### GIVEN PROBLEM
Please identify each line in the rows below that contains the word "takes", and copy every such line.

(Part of a data file)
++++++
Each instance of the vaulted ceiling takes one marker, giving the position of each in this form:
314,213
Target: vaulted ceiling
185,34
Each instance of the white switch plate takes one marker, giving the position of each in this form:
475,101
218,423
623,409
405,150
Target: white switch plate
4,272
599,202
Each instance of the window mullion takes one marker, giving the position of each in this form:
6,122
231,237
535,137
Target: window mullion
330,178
++++++
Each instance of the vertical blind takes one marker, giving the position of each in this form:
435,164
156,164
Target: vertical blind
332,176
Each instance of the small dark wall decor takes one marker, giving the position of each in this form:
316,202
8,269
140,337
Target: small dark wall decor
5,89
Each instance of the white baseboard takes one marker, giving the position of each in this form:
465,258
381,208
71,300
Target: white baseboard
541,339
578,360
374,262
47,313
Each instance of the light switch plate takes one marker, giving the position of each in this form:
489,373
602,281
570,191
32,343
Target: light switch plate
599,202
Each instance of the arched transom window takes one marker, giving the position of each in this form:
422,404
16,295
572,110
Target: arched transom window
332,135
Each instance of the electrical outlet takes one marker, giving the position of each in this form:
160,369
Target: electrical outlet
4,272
++++++
### SOLVED EXERCISE
Each instance of the vaulted ceiling takes one marker, giving the position of each in this form:
Each instance of the white switch plate takes one marker, giving the position of each in this form:
Each instance of the window mullion takes one marker, giving the position of each in this form:
Each instance of the vertical blind takes one marker, giving the position of each in this form:
Each instance of the small dark wall decor takes one marker, giving the position of each in this form:
Each instance of the white baseboard takes one marker, giving the position of each in this form:
Each instance of the light switch plate takes one marker, giving the position of each in this form:
Each instance of the arched transom window takes one marker, giving the position of each in this form:
Each instance of the electrical outlet takes one marker, giving the position of each in this form:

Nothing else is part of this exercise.